PROBLEM STATEMENT -> Determine how many lines in the items below contain the string "billowing", with uppercase and lowercase letters treated as distinct. State only that number.

RECORD SET ->
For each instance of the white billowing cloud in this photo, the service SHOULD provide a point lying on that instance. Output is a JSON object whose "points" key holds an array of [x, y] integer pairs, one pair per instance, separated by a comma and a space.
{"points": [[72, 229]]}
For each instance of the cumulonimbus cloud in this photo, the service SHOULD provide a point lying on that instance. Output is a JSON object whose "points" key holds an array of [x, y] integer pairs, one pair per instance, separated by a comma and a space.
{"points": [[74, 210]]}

--

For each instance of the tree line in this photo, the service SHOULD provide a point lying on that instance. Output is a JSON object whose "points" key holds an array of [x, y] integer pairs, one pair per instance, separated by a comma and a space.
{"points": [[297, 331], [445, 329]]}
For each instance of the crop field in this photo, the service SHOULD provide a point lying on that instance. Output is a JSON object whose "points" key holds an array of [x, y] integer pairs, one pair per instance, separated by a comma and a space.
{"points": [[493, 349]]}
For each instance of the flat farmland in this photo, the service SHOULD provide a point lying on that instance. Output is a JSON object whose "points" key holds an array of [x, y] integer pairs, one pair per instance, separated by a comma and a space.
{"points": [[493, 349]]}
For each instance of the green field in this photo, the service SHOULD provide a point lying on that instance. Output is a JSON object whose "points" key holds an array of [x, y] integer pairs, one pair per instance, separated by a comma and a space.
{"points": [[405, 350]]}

RESULT FOR THIS EXERCISE -> 1